-- EXCERPT TO READ start --

The business is growing revenue at a >10% organic CAGR and over 80% of gross profits are recurring. Its high-teen EBITDA margins are expanding and convert to cash at close to 100%. Over 30% of its market cap is in net cash.
I won’t claim that there’s anything special about SWON or that it’s a particularly great business. The VAR space is competitive and faces persistent margin pressure from both clients and vendors. But as a growing business with sticky revenue and healthy cash generation I don’t think SWON's equity deserves to trade at a 50% discount to peers. Today’s 5.5x EV/EBITDA and nearly 10% free cash flow yield to equity is too cheap.
The issues are fairly straightforward:
Management credibility has been damaged following 3 guidance revisions since 2019. This was, I believe, a case of an inexperienced public co. mgmt team over-promising out the gate. The new CFO came from Lonza and has made clear that hitting current guidance (his figure) is obligatory.

-- EXCERPT TO READ end --
-- GIVEN MATERIAL start --

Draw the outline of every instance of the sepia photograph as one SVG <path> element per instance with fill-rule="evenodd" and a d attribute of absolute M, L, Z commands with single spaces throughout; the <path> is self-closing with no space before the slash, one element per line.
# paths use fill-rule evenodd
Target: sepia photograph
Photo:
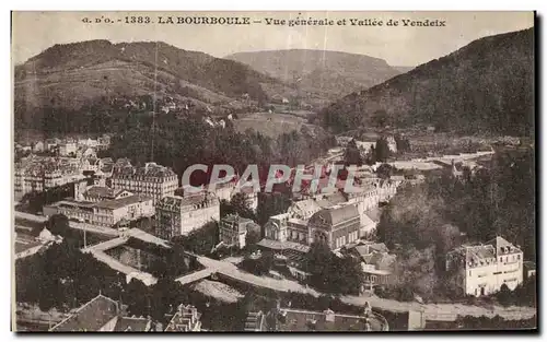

-- GIVEN MATERIAL end --

# LIST OF TASKS:
1. Transcribe the passage of the SWON write-up between "The issues are" and "figure) is obligatory.", inclusive.
2. According to the SWON write-up, what share of the business's gross profits is recurring?

# SOLUTIONS BELOW:
1.
The issues are fairly straightforward:
Management credibility has been damaged following 3 guidance revisions since 2019. This was, I believe, a case of an inexperienced public co. mgmt team over-promising out the gate. The new CFO came from Lonza and has made clear that hitting current guidance (his figure) is obligatory.

2. Over 80%.